**THE REQUEST**
Please extract from the data below, unchanged, the lines starting at the line that contains "Exam question 7: The image above contains the angel" and ending after the line that contains "80 248 109 296". Copy only those lines.

Start of DATA ROWS

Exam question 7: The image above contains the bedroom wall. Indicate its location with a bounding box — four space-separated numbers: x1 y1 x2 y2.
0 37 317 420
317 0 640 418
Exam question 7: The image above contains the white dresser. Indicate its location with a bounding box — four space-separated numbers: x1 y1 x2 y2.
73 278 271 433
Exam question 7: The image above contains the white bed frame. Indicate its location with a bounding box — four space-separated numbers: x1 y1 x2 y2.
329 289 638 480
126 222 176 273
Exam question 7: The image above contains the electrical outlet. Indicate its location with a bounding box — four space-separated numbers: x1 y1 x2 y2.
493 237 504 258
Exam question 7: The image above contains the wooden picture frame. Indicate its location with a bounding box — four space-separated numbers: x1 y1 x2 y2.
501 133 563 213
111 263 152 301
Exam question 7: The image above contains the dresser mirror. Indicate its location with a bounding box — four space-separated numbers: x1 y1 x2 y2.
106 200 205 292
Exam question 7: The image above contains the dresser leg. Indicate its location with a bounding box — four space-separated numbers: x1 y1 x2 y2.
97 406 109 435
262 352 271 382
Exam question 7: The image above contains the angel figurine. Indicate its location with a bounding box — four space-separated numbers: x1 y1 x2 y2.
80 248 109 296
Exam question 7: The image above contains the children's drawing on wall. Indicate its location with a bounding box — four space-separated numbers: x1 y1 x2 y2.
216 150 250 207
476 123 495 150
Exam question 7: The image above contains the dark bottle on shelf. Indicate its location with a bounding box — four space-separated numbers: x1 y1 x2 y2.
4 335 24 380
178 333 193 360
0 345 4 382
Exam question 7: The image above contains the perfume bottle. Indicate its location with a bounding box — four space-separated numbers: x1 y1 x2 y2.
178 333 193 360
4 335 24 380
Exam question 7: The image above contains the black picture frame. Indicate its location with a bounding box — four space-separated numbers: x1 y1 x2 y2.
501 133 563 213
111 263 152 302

End of DATA ROWS

**EXERCISE OUTPUT**
Exam question 7: The image above contains the angel figurine. Indicate its location with a bounding box — four space-separated numbers: x1 y1 x2 y2.
80 248 109 296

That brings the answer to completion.